> DOCUMENT PASSAGE:
_ _ _ _ _ _ _

JN: There’s a certain attribute about mark-making in New York that is different than anywhere else, and I love it. That’s why I continue to be encouraged by the energy of it. I was talking with the painter Ed Moses about this one time, and he was an interesting painter because although he was in Los Angeles, he was a very physical type of painter. His surfaces were very physically driven. So if he had stayed in New York, he would’ve had a very different history. And if a painter like Brice Marden had gone to Los Angeles, with his type of work, those Cold Mountain paintings would have a totally different feel to them. I just think it’s interesting to really take note of the context of where it is you are painting in a landscape. Corot was painting in a certain landscape, Turner was painting in a certain landscape, Van Gogh too, and it’s just all this kind of stuff. So it’s really fascinating. I am so blessed and grateful to be able to have the opportunity to get up every day and go to the studio and do what I do.

 

NM: Where is your studio?

 

JN: My studio right now is located at Mana Contemporary. So I’m actually in Jersey City. But my studio was in Soho previously for twenty years. That was the right amount of time to be in Soho. I’m glad I was in Soho when it was like that. Especially in the nineties, because coming into Soho in 92, we got the backwash of what was there, but there was enough. From 92 to 95, it was still jamming. There were still unbelievable, pivotal types of presentations happening with exhibitions there and these artists and it was amazing. It was amazing. Things shifted, which is okay.

John Newsom in his studio, 2022.

Photo Credit: Jonathan Mannion

NM: As they do.

 

JN: Yeah, the city doesn’t go anywhere, you just get offered different options, but being there at that time was just incredible to come in on that period, you know? So listen, every generation comes in on their own time.

 

NM: That’s what I tell myself at least.

_ _ _ _ _ _ _

> MATERIAL FOR THIS EXERCISE:
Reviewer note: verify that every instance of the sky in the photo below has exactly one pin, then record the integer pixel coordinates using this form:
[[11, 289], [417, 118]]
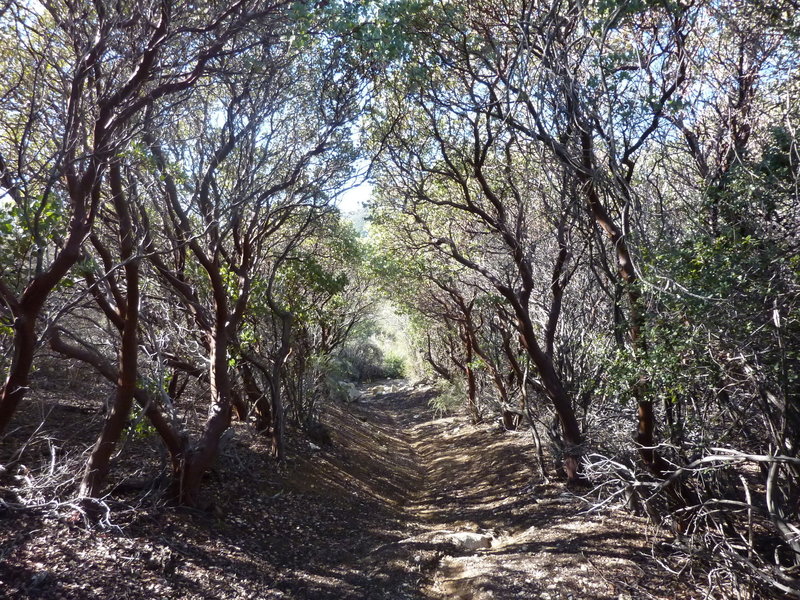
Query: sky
[[354, 199]]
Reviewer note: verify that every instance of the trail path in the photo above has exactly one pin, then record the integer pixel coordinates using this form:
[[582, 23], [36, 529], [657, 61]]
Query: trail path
[[475, 525], [403, 505]]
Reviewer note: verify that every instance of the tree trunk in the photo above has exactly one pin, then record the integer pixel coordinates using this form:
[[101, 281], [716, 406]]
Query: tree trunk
[[645, 435], [98, 466], [97, 469], [16, 386], [276, 383], [201, 456]]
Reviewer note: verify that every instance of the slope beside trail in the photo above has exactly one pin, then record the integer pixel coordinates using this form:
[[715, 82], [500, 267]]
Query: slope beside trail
[[404, 504]]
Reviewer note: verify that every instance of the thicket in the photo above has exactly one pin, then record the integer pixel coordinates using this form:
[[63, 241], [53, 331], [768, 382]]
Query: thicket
[[588, 212]]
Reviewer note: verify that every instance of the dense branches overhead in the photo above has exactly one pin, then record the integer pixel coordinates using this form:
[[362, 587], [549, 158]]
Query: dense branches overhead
[[587, 211]]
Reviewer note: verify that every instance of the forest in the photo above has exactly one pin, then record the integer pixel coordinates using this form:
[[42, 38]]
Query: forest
[[575, 280]]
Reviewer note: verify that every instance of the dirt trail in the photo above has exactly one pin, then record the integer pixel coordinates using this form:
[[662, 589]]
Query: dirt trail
[[477, 526], [403, 505]]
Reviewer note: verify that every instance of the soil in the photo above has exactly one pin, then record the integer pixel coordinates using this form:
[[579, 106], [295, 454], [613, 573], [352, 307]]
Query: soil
[[404, 504]]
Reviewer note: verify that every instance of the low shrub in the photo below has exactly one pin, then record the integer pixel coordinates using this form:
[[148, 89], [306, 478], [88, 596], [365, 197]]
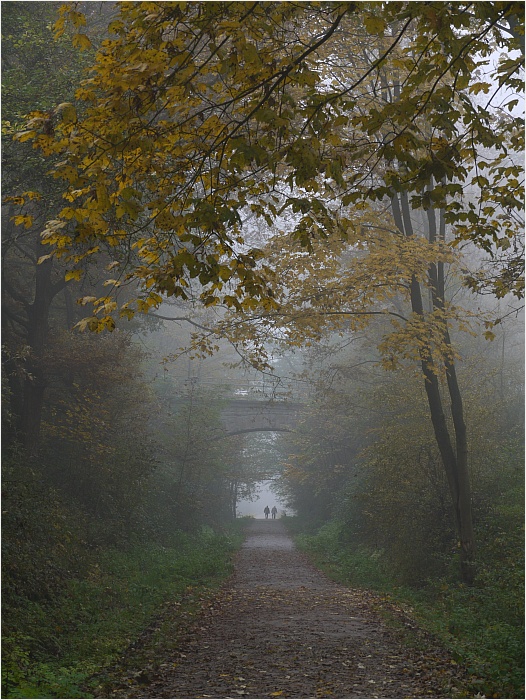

_ _ _ _ _ _ _

> GOAL A: Can you repeat the interview passage starting at "NM: Where is" and ending at "which is okay."?
> GOAL B: Can you rewrite the listing, starting at its first line and ending at the line containing "[[475, 525], [403, 505]]", with "Query" replaced by "Target" and everything else unchanged? Leave the pictures out.
The interview and the listing come from unrelated sources.

> EXPECTED OUTPUT A:
NM: Where is your studio?

 

JN: My studio right now is located at Mana Contemporary. So I’m actually in Jersey City. But my studio was in Soho previously for twenty years. That was the right amount of time to be in Soho. I’m glad I was in Soho when it was like that. Especially in the nineties, because coming into Soho in 92, we got the backwash of what was there, but there was enough. From 92 to 95, it was still jamming. There were still unbelievable, pivotal types of presentations happening with exhibitions there and these artists and it was amazing. It was amazing. Things shifted, which is okay.

> EXPECTED OUTPUT B:
Reviewer note: verify that every instance of the sky in the photo below has exactly one pin, then record the integer pixel coordinates using this form:
[[11, 289], [417, 118]]
Target: sky
[[354, 199]]
Reviewer note: verify that every instance of the trail path in the photo above has exactly one pin, then record the integer pixel coordinates using this form:
[[582, 23], [36, 529], [657, 61]]
Target: trail path
[[475, 525], [403, 505]]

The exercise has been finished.